[Begin]

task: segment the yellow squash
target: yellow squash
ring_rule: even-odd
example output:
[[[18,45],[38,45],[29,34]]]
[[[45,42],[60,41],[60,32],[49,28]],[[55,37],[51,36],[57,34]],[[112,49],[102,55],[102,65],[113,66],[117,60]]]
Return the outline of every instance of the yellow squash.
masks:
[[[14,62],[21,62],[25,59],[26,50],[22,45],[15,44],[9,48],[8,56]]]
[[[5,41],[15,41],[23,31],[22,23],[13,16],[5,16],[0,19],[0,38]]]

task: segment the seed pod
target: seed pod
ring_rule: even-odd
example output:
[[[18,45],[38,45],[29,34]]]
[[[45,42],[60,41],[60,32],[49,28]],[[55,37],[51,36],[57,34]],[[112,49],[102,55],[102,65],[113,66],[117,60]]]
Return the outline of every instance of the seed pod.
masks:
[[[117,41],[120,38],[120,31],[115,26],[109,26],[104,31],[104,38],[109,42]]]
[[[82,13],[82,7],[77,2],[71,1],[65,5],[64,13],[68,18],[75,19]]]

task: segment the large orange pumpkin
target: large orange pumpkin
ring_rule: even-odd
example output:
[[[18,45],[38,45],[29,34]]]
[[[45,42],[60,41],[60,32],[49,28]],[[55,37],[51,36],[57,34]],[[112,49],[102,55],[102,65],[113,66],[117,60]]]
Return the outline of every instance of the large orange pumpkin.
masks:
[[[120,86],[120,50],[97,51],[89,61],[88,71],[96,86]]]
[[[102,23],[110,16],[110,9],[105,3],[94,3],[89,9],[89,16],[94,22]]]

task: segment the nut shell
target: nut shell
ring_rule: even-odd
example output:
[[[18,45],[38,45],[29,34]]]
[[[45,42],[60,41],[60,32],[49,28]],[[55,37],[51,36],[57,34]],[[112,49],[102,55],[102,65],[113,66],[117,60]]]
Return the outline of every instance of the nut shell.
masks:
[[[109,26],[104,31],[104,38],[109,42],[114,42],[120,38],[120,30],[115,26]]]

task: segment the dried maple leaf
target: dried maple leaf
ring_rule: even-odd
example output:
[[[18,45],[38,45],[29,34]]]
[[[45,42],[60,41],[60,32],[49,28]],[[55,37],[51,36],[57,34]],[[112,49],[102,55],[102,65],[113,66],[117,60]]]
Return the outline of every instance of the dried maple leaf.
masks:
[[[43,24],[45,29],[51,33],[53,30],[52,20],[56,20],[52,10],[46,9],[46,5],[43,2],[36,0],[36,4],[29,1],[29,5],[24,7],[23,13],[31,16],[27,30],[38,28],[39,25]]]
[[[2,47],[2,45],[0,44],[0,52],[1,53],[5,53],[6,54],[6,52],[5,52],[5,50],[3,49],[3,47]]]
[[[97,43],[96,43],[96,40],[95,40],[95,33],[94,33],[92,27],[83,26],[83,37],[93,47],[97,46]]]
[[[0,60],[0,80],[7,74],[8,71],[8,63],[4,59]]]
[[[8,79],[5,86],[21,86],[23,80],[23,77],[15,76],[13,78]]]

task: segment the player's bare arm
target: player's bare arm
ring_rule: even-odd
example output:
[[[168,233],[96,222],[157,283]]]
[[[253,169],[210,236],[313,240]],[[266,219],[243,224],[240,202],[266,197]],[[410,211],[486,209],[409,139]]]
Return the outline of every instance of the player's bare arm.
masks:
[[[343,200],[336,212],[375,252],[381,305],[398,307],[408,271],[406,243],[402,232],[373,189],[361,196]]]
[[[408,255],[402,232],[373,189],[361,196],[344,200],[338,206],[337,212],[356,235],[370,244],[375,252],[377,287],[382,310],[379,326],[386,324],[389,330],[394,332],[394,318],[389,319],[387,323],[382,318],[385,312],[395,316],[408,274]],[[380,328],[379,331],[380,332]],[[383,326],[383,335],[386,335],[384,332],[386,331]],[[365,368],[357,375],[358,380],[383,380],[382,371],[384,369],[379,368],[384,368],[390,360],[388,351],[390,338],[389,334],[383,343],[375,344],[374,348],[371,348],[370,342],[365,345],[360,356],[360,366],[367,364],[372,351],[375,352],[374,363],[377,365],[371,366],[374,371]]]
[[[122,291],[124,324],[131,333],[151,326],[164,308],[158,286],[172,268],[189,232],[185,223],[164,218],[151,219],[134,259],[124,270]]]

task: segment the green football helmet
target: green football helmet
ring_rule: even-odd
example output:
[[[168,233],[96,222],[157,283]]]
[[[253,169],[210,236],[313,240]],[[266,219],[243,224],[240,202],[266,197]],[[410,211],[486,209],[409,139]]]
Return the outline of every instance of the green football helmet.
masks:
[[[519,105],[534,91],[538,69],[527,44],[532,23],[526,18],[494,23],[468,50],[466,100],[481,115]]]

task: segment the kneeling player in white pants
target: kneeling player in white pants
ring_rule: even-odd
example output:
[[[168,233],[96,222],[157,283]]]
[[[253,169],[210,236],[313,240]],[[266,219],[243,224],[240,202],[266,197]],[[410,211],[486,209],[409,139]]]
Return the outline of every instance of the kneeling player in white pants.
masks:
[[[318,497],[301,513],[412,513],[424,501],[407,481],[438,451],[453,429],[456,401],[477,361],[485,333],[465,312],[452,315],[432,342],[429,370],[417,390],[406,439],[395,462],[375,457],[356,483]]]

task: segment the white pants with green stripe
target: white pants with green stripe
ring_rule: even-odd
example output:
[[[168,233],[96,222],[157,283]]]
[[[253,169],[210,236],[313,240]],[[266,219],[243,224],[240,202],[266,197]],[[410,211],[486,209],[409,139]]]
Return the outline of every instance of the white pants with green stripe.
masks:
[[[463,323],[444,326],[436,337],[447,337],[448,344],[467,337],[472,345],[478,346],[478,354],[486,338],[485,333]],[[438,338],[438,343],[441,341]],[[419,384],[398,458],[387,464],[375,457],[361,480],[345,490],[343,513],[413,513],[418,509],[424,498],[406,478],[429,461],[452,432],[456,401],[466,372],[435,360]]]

[End]

■ Prompt: Copy out the full set of records precisely, leaving nothing out.

■ Task result:
task: segment the yellow squash
target: yellow squash
ring_rule: even-odd
example output:
[[[18,45],[38,45],[29,34]]]
[[[45,42],[60,41],[60,32],[49,28]],[[55,37],[51,36],[57,34]],[[112,49],[102,55],[102,65],[113,66],[117,60]]]
Return the outline of every instance of the yellow squash.
masks:
[[[14,62],[21,62],[25,59],[26,50],[22,45],[15,44],[9,48],[8,56]]]
[[[5,41],[15,41],[23,31],[22,23],[13,16],[5,16],[0,19],[0,38]]]

task: segment the seed pod
target: seed pod
ring_rule: even-odd
example output:
[[[18,45],[38,45],[29,34]]]
[[[45,42],[60,41],[60,32],[49,28]],[[55,37],[51,36],[57,34]],[[112,49],[102,55],[102,65],[113,66],[117,60]]]
Return the outline of every instance of the seed pod.
masks:
[[[117,41],[120,38],[120,31],[115,26],[109,26],[104,31],[104,38],[109,42]]]
[[[82,13],[82,7],[77,2],[71,1],[65,5],[64,13],[68,18],[75,19]]]

task: segment the large orange pumpkin
target: large orange pumpkin
ring_rule: even-odd
example output:
[[[18,45],[38,45],[29,34]]]
[[[45,42],[60,41],[60,32],[49,28]],[[55,37],[51,36],[57,34]],[[112,49],[102,55],[102,65],[113,66],[117,60]]]
Return the outline of every instance of the large orange pumpkin.
masks:
[[[120,86],[120,50],[97,51],[89,61],[88,71],[96,86]]]
[[[102,23],[110,16],[110,9],[105,3],[94,3],[89,9],[89,16],[94,22]]]

task: segment the nut shell
target: nut shell
ring_rule: even-odd
example output:
[[[18,45],[38,45],[29,34]]]
[[[45,42],[60,41],[60,32],[49,28]],[[55,37],[51,36],[57,34]],[[112,49],[102,55],[102,65],[113,66],[117,60]]]
Return the outline of every instance of the nut shell.
masks:
[[[109,26],[104,31],[104,38],[109,42],[114,42],[120,38],[120,30],[115,26]]]

task: segment the dried maple leaf
target: dried maple leaf
ring_rule: even-odd
example output:
[[[18,45],[38,45],[29,34]]]
[[[45,42],[60,41],[60,32],[49,28]],[[55,37],[51,36],[57,34]],[[112,49],[102,55],[102,65],[113,66],[117,60]]]
Return the outline of every instance of the dried maple leaf.
masks:
[[[43,24],[45,29],[51,33],[53,30],[52,20],[56,20],[52,10],[46,9],[46,5],[43,2],[36,0],[36,4],[29,1],[29,5],[24,7],[23,13],[31,16],[27,30],[38,28],[39,25]]]
[[[2,47],[2,45],[0,44],[0,52],[1,53],[5,53],[6,54],[6,52],[5,52],[5,50],[3,49],[3,47]]]
[[[97,43],[96,43],[96,40],[95,40],[95,33],[94,33],[92,27],[83,26],[83,37],[93,47],[97,46]]]
[[[0,60],[0,80],[7,74],[8,71],[8,63],[4,59]]]
[[[8,79],[5,86],[21,86],[23,80],[23,77],[15,76],[13,78]]]

task: segment the player's bare arm
target: player's bare arm
ring_rule: even-odd
example output:
[[[168,233],[96,222],[157,283]]]
[[[253,169],[210,236],[313,240]],[[266,219],[243,224],[240,202],[266,197]],[[410,211],[486,209],[409,139]]]
Return the outline of every instance of the player's bare arm.
masks:
[[[343,200],[336,212],[375,252],[381,305],[398,307],[408,271],[406,243],[402,232],[373,189],[361,196]]]
[[[408,255],[402,232],[373,189],[361,196],[344,200],[338,206],[337,212],[356,235],[370,244],[375,252],[377,287],[382,310],[379,326],[386,324],[389,330],[394,332],[394,318],[389,319],[387,323],[382,318],[385,312],[395,316],[408,274]],[[380,328],[379,331],[380,332]],[[383,326],[383,335],[386,335],[384,332],[386,331]],[[365,368],[357,375],[358,380],[383,380],[382,371],[384,369],[379,368],[384,368],[390,360],[388,351],[390,338],[389,334],[383,343],[375,344],[374,348],[371,348],[370,342],[365,345],[360,356],[360,366],[367,364],[372,351],[375,352],[374,363],[377,365],[371,366],[374,371]]]
[[[122,291],[124,324],[131,333],[151,326],[164,308],[158,286],[172,268],[189,232],[185,223],[164,218],[151,219],[134,259],[124,270]]]

task: segment the green football helmet
target: green football helmet
ring_rule: even-odd
example output:
[[[168,233],[96,222],[157,283]]]
[[[253,169],[210,236],[313,240]],[[266,219],[243,224],[240,202],[266,197]],[[410,211],[486,209],[409,139]]]
Return the outline of every instance of the green football helmet.
masks:
[[[519,105],[534,91],[538,69],[527,44],[532,23],[526,18],[494,23],[468,50],[466,100],[481,115]]]

task: segment the kneeling player in white pants
target: kneeling player in white pants
ring_rule: even-odd
example output:
[[[168,233],[96,222],[157,283]]]
[[[253,169],[210,236],[313,240]],[[266,219],[243,224],[240,202],[266,197]],[[410,211],[486,209],[409,139]]]
Return the outline of every instance of the kneeling player in white pants.
masks:
[[[318,497],[301,513],[412,513],[424,501],[407,481],[438,451],[453,429],[456,401],[477,361],[485,333],[465,312],[452,315],[432,342],[429,370],[417,390],[406,439],[395,462],[375,457],[356,483]]]

task: segment the white pants with green stripe
target: white pants with green stripe
ring_rule: even-odd
example output:
[[[168,233],[96,222],[157,283]]]
[[[253,169],[210,236],[313,240]],[[266,219],[243,224],[240,202],[266,197]],[[410,211],[486,209],[409,139]]]
Return the outline of every instance of the white pants with green stripe.
masks:
[[[463,323],[444,326],[436,337],[447,337],[448,344],[467,337],[472,345],[478,346],[478,354],[486,338],[485,333]],[[438,338],[438,343],[441,341]],[[419,384],[398,458],[387,464],[375,457],[361,480],[345,490],[343,513],[413,513],[418,509],[424,498],[406,478],[429,461],[452,432],[456,401],[466,372],[435,360]]]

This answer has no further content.